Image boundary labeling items

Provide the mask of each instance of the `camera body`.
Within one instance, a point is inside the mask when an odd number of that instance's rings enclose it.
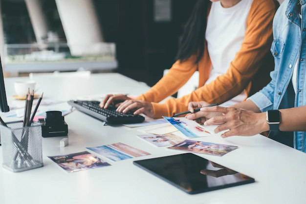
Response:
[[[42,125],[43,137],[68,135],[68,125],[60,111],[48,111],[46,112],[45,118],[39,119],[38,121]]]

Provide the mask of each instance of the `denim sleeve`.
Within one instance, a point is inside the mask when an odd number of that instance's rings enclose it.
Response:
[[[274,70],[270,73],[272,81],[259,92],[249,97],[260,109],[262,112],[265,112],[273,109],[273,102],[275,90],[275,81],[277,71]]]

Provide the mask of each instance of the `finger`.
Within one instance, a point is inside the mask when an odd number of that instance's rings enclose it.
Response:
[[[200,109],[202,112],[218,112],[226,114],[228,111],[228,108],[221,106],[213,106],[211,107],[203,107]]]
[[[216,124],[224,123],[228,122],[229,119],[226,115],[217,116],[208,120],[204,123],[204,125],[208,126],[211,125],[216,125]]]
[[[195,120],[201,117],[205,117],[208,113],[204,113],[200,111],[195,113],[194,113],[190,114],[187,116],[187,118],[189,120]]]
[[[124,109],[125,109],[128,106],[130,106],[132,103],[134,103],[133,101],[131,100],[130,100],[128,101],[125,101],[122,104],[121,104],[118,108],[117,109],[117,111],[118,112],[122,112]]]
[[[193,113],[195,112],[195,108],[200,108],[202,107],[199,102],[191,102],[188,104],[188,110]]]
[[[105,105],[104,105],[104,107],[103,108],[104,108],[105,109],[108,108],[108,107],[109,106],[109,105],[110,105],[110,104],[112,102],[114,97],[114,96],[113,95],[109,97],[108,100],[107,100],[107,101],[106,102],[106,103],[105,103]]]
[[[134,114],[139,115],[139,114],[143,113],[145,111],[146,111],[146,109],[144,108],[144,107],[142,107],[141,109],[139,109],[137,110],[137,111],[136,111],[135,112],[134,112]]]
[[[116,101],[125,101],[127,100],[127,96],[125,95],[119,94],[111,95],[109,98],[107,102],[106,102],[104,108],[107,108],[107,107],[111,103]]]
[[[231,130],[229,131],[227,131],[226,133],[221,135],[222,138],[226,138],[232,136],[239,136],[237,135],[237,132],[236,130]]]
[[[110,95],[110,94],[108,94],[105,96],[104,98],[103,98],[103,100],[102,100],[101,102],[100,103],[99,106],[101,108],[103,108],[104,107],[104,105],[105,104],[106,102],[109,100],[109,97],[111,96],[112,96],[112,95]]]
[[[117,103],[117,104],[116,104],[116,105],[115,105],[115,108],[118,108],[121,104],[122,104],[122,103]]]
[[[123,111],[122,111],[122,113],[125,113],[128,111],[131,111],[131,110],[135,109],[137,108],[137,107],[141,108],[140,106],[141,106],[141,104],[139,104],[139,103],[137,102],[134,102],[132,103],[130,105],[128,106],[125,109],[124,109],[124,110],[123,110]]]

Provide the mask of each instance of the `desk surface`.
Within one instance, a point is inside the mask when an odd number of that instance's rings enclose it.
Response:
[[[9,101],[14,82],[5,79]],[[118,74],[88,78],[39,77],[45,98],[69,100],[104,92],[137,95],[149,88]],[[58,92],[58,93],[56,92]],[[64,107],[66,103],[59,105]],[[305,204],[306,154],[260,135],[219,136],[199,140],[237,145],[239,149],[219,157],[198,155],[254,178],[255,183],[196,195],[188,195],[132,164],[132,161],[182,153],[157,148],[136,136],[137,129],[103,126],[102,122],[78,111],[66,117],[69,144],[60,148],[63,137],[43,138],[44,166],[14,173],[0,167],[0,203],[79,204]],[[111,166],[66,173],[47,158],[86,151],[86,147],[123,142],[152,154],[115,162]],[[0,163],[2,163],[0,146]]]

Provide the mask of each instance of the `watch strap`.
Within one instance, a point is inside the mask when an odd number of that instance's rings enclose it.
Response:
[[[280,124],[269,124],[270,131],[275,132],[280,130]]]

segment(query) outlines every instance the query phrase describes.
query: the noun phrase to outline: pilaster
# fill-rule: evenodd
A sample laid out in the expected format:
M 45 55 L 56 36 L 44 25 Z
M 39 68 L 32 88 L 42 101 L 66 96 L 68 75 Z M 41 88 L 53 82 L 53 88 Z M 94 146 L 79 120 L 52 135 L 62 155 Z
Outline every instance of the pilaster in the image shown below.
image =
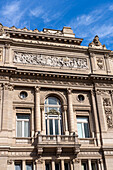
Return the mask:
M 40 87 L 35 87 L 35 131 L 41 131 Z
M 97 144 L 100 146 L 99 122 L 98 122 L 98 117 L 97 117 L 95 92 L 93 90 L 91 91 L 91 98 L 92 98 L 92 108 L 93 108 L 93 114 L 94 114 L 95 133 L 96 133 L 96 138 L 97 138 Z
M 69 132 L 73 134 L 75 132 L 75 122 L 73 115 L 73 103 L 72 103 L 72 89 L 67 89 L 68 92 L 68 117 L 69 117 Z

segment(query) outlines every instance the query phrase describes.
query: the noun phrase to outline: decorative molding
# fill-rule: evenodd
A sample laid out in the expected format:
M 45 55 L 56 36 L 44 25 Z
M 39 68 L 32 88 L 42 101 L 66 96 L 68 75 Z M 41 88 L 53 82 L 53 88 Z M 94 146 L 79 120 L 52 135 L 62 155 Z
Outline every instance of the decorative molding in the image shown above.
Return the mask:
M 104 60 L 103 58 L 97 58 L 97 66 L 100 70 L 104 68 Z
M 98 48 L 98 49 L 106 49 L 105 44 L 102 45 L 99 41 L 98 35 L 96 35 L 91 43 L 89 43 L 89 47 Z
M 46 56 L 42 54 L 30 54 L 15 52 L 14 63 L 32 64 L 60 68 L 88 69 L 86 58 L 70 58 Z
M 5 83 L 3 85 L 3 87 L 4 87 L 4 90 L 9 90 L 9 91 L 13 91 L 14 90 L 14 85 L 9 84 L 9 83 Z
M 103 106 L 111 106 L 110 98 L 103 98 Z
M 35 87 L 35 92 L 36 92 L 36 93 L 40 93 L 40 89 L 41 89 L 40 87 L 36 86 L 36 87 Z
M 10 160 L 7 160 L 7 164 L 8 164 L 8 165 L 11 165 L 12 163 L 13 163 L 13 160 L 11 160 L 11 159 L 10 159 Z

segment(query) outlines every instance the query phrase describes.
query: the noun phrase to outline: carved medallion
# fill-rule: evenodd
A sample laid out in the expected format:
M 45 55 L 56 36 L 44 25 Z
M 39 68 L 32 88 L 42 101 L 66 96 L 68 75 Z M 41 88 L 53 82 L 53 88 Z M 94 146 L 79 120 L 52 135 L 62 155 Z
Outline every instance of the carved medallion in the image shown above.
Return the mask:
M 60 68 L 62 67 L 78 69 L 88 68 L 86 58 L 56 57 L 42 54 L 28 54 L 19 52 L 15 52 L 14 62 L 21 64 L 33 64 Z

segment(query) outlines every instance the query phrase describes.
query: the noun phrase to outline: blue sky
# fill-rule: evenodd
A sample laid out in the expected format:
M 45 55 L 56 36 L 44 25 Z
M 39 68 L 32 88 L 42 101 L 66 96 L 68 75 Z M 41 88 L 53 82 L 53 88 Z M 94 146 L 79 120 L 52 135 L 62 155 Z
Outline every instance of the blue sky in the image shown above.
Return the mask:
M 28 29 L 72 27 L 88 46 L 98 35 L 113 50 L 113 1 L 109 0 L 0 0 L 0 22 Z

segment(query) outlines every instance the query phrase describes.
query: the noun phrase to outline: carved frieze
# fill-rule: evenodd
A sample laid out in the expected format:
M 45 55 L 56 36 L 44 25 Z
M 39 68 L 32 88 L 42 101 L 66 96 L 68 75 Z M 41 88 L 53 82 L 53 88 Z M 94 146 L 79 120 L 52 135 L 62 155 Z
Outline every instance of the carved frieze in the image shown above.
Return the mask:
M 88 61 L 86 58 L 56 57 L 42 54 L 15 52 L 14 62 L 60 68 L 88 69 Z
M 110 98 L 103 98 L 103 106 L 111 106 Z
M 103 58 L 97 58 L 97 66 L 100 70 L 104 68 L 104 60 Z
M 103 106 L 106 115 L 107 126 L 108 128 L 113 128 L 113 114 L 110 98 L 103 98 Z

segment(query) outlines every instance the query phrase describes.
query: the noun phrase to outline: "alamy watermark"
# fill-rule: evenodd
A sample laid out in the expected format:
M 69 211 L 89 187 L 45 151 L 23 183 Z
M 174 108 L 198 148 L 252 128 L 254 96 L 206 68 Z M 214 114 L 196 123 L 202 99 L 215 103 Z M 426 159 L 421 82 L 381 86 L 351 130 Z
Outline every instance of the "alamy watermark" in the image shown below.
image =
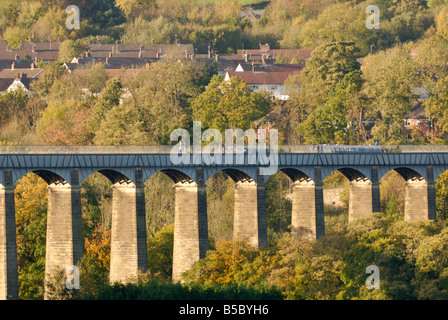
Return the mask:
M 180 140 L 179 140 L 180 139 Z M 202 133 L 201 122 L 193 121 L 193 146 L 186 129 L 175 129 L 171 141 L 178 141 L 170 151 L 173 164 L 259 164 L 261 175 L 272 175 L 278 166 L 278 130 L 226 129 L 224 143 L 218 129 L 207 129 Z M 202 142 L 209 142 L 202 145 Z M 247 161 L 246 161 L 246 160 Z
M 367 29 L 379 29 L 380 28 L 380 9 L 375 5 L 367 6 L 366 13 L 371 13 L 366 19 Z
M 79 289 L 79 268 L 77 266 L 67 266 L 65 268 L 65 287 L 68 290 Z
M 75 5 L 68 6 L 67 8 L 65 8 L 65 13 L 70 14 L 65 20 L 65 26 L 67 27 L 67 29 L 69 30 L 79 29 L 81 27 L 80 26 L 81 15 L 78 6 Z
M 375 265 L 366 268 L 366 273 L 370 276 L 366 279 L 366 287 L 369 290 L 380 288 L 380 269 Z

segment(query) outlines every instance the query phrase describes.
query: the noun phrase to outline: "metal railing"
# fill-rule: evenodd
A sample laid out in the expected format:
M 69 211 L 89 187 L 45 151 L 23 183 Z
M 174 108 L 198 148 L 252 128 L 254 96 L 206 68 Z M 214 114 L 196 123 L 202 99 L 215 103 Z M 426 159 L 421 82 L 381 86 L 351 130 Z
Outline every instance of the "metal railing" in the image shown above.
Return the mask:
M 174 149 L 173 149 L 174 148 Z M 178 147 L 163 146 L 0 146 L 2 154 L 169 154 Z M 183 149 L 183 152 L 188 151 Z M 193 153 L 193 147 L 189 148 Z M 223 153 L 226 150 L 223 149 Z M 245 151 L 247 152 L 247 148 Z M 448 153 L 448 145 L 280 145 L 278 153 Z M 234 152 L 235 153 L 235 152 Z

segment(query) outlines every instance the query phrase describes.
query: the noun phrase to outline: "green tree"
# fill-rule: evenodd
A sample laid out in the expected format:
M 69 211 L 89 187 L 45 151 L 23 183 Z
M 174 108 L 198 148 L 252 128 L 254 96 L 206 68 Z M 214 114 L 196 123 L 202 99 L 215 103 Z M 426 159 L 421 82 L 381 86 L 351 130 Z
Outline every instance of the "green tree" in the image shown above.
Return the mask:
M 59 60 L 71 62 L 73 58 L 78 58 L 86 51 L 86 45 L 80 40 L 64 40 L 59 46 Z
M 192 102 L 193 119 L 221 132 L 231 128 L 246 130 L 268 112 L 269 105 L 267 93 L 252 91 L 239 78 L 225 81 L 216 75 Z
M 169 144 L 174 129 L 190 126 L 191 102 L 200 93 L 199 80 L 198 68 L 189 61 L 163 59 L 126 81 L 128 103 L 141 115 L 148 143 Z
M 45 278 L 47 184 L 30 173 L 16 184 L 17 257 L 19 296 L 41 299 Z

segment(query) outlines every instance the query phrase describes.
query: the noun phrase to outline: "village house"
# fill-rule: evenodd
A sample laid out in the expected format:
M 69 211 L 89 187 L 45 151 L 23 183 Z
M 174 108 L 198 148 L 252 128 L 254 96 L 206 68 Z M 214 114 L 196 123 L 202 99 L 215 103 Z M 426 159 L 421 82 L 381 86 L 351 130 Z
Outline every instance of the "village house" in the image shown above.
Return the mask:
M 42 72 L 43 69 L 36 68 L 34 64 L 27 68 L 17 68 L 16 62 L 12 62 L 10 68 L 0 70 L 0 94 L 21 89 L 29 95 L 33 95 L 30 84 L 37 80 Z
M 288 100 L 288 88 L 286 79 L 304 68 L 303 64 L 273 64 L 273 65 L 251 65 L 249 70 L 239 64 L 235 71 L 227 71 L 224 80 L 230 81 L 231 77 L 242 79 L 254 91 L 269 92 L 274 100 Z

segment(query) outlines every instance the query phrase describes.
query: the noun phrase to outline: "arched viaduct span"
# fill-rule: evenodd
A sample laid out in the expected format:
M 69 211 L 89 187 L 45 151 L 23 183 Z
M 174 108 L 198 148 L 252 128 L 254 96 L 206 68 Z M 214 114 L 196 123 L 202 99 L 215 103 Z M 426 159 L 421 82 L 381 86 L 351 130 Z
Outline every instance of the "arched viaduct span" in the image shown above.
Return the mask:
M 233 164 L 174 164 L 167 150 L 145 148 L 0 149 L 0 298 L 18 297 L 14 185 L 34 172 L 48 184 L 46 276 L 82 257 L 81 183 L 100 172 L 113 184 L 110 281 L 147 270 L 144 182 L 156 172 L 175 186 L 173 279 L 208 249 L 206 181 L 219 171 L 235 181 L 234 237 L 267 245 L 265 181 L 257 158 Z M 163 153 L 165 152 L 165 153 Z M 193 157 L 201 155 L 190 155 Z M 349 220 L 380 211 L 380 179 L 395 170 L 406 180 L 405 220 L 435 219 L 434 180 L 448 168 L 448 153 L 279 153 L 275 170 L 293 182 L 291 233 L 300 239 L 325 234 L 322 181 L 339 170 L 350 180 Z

**Task requirements**
How many lines of the listing above contain the string "below", matching case exactly? Give only the number.

**Right answer**
2